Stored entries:
"""

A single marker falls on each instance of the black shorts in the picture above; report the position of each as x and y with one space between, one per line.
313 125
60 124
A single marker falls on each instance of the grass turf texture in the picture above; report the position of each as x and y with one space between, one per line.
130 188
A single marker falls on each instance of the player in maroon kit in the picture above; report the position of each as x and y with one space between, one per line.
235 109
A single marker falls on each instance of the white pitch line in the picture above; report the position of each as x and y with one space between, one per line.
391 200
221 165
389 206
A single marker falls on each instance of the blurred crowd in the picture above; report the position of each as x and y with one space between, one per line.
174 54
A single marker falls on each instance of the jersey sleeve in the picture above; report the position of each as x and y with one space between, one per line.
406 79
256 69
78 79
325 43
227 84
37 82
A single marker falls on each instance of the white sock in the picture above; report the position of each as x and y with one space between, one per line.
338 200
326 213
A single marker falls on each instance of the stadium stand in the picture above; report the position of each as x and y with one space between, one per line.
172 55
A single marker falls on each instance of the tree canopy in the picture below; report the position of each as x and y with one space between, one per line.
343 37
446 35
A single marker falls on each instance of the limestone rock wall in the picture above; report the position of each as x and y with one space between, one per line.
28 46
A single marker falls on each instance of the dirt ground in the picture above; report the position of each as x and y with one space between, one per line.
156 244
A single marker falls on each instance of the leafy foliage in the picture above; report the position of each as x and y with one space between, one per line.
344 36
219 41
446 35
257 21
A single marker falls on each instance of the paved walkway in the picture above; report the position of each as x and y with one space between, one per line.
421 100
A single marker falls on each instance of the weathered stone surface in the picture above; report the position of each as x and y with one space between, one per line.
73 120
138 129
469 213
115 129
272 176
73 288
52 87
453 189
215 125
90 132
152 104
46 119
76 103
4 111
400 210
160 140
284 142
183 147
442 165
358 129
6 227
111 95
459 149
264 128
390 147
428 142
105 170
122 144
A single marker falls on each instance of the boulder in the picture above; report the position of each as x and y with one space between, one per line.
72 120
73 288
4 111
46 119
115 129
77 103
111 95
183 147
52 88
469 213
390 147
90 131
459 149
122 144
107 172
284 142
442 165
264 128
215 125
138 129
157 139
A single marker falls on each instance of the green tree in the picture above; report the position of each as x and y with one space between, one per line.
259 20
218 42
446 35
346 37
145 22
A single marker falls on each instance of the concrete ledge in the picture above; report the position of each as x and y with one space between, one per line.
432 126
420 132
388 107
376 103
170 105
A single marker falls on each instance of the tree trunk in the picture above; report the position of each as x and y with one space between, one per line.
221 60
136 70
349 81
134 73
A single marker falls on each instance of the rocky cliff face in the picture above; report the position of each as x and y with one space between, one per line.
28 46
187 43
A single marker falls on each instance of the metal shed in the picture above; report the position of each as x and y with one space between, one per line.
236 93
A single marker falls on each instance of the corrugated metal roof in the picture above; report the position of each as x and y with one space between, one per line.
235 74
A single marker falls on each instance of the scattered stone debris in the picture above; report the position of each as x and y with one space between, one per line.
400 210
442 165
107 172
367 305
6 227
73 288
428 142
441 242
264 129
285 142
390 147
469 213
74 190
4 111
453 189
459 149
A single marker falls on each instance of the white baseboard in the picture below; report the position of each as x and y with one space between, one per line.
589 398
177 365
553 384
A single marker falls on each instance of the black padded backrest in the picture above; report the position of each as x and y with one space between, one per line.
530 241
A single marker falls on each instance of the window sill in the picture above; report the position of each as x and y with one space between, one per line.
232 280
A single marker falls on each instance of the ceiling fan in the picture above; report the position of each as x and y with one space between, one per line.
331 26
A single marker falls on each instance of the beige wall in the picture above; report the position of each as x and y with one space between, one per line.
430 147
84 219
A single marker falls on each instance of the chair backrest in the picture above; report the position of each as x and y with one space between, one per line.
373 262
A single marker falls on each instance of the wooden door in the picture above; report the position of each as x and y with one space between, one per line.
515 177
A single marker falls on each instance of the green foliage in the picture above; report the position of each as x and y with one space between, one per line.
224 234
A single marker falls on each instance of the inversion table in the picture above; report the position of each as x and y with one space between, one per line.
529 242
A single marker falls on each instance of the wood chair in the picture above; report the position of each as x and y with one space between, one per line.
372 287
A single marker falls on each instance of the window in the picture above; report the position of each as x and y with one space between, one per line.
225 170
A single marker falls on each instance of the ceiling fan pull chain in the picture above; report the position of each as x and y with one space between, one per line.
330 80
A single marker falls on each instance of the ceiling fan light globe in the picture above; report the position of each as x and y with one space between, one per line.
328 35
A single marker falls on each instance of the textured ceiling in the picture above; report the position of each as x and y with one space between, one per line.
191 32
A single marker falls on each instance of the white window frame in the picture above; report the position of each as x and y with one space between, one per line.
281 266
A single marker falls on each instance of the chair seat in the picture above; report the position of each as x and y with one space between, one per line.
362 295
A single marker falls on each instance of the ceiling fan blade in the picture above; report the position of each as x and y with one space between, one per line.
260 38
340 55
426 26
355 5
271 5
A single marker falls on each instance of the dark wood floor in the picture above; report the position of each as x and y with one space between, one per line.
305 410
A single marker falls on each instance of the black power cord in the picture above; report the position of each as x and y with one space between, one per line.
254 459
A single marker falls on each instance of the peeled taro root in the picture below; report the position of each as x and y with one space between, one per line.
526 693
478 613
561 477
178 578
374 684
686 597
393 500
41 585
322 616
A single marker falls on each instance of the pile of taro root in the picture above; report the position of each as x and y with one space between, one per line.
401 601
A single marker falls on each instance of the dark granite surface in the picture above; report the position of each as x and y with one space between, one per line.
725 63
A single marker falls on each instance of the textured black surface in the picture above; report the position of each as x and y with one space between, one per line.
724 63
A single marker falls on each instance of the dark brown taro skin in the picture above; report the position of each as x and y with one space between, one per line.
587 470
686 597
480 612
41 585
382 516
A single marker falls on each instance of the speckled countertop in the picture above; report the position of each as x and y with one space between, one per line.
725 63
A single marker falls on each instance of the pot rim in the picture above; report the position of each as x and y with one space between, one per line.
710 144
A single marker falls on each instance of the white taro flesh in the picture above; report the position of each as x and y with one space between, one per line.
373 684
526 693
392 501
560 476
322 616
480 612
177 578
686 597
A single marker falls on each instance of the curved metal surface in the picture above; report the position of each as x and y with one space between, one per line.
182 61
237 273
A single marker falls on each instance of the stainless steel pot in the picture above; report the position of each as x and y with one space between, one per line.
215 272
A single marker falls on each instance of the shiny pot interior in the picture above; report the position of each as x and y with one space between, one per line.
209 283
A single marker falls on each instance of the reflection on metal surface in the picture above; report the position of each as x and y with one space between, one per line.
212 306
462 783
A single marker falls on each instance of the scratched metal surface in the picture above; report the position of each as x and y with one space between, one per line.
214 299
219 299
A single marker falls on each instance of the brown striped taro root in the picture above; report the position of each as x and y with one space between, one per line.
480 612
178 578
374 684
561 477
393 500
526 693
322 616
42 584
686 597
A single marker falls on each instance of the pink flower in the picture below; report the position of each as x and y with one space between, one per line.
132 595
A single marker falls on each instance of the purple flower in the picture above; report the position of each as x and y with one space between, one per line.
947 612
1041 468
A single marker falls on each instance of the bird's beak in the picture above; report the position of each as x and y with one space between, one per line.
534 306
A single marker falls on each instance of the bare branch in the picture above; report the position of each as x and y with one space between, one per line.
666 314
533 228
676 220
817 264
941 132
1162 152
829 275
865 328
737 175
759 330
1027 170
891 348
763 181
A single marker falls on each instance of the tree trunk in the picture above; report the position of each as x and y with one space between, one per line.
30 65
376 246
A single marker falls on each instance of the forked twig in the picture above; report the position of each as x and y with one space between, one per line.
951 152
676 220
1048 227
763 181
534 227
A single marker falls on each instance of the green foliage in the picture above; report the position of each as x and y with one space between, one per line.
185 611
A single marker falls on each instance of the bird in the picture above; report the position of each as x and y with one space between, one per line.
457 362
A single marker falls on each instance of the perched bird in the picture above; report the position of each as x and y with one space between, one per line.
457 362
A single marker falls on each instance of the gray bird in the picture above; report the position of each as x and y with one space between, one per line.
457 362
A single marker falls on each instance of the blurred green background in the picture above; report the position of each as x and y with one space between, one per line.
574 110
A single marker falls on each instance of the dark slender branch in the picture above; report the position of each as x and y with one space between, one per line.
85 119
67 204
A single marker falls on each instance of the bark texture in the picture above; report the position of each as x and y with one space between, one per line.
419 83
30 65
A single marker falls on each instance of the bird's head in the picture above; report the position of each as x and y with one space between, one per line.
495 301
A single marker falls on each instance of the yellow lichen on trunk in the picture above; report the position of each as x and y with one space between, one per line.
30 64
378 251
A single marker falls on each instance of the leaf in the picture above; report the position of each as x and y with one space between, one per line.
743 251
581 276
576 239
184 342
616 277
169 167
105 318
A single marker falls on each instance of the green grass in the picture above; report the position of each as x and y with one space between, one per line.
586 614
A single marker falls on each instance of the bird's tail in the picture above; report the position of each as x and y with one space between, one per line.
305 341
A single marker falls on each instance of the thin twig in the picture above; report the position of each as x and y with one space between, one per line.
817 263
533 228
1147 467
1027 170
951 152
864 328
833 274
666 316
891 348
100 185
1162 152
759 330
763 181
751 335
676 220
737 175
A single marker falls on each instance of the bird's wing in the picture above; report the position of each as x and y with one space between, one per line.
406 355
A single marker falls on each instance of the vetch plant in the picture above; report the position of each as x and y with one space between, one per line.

"""

## WHAT TO WORK ON
Set down the line that contains "A single marker falls on each instance of the bird's tail" exactly. Do the same for each later line of the data, through the end, and add nothing.

## RESPONSE BOX
A single marker falls on each instance of the bird's tail in the picture above; report the position of each as x and y with one space between, one per line.
305 341
A single marker falls on each instance of the thin twig in the picture above; report the position of each as x and y with one space between, one per line.
817 263
533 228
1147 467
1027 170
951 152
864 328
833 274
666 316
891 348
100 185
1162 152
759 330
763 181
751 335
676 220
737 175
A single marker falls on each instance of the bird's wing in the picture above; report the position of each as x and y with one space between, one per line.
406 355
A single marker falls on each instance of the vetch plant in the picture above; report the position of each as x and y with one space between, one per line.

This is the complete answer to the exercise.